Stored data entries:
*** Block opens ***

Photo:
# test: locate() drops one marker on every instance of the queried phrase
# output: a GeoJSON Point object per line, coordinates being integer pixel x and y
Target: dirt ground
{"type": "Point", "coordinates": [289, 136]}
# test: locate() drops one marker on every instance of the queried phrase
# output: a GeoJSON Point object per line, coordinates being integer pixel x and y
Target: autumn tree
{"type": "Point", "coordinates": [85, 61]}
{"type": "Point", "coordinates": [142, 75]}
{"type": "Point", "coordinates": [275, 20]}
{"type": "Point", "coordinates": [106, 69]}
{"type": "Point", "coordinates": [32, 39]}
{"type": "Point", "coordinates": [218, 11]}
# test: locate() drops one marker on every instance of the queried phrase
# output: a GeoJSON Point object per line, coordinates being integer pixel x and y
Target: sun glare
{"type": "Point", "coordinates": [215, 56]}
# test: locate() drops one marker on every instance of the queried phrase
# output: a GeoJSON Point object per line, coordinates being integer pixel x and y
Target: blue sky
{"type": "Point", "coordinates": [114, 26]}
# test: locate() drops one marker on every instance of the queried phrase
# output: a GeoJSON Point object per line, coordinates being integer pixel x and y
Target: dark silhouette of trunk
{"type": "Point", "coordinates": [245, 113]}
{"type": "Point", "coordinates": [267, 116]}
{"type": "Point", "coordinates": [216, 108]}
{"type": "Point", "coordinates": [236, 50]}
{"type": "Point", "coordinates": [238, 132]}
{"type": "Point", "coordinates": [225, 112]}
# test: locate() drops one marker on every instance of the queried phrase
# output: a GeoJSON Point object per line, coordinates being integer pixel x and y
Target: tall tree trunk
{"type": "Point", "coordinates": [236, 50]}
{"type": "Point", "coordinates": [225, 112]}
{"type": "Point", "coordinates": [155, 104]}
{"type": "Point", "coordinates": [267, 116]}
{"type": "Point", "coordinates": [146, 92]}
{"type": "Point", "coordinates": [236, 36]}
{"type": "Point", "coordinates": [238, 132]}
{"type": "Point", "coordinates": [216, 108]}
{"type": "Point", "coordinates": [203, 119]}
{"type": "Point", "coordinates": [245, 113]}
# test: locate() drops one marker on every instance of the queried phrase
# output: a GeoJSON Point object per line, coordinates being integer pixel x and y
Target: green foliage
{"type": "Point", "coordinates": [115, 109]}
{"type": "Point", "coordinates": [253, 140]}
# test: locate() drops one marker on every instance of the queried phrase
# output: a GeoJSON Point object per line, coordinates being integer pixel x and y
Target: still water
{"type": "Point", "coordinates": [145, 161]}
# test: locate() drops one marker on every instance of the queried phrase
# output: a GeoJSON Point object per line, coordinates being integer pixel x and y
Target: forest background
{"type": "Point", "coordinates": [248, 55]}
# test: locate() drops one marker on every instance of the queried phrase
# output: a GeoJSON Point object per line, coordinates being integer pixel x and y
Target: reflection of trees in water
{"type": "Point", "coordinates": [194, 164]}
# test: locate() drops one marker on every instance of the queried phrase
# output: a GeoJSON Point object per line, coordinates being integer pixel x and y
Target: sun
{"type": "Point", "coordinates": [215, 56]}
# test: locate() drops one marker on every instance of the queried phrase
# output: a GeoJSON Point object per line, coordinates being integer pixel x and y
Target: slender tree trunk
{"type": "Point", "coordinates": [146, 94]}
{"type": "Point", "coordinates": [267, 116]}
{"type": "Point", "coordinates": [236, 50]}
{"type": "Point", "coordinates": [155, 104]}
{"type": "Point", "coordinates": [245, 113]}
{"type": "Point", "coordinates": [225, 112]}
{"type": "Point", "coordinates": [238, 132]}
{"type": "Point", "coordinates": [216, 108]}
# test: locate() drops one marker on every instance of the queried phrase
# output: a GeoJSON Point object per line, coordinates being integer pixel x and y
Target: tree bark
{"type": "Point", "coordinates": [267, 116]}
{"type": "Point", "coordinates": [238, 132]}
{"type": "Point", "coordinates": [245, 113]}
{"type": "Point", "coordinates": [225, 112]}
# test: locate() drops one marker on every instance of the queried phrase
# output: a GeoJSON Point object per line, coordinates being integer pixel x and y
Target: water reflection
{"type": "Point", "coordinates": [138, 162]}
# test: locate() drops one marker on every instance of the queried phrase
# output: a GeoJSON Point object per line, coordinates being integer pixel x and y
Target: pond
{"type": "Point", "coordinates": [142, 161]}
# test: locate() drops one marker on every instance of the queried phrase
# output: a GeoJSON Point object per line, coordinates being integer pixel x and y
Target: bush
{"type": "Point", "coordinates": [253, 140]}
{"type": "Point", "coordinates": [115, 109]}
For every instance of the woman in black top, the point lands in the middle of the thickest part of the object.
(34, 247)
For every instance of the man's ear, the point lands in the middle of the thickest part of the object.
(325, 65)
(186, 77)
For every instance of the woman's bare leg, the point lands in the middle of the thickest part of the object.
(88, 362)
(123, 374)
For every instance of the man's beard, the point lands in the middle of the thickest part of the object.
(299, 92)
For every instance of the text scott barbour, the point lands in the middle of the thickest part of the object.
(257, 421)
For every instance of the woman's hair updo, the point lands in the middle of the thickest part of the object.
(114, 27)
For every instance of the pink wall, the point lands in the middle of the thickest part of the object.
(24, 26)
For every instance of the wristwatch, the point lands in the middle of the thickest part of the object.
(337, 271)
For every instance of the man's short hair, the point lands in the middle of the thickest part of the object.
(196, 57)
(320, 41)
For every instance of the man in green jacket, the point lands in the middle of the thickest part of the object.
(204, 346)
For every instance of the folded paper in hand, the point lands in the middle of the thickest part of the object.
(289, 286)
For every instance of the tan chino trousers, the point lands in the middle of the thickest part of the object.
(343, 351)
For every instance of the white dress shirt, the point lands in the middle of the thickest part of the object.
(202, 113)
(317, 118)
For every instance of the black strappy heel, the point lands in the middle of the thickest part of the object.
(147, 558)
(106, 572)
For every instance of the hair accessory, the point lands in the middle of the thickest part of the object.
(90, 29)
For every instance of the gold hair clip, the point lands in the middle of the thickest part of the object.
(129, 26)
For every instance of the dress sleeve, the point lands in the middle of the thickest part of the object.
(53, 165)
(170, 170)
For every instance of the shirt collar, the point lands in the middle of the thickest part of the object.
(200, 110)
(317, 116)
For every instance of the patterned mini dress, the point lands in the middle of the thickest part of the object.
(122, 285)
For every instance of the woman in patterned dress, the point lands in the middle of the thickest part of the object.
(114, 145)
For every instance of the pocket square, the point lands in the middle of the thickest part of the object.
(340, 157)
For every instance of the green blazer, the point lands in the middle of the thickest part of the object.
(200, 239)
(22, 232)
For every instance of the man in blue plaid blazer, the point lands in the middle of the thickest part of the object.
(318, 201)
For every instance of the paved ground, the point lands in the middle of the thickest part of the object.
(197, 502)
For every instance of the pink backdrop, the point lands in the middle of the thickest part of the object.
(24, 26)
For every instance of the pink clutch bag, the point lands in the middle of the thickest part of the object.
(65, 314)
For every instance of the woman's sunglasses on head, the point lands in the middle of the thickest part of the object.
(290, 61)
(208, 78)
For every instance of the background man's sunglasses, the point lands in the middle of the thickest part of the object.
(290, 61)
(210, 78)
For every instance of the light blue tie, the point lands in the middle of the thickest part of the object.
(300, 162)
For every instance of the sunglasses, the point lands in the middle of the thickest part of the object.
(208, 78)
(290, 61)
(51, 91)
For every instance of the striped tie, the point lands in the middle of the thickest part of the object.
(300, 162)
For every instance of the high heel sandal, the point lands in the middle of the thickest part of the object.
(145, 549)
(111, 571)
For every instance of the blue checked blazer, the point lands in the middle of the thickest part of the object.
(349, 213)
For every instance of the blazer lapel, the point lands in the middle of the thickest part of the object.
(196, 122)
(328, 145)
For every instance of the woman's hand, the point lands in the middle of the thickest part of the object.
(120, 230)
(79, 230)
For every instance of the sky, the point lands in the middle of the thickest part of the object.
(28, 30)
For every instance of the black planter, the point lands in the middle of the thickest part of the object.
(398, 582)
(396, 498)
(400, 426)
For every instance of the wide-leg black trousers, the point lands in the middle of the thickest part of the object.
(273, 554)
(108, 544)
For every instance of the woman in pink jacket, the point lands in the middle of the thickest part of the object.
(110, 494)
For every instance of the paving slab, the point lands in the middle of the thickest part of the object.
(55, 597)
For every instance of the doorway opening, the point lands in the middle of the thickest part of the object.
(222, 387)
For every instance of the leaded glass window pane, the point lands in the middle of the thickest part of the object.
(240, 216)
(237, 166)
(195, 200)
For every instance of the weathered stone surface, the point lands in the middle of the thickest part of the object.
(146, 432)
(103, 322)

*** Block closes ***

Reproduce exactly the lines from the one with "For every instance of the doorway" through the last line of the entries, keeping both of those lines and nothing else.

**Completed exercise**
For every instance of the doorway opening, the point lands in the middle of the thickest part of the object.
(222, 387)
For every instance of the leaded glass window pane, the point lands in the middle of the thickest part of the object.
(240, 216)
(237, 166)
(195, 200)
For every instance of the weathered stone surface, the point lands in the middle of the thickest part of the object.
(146, 432)
(103, 322)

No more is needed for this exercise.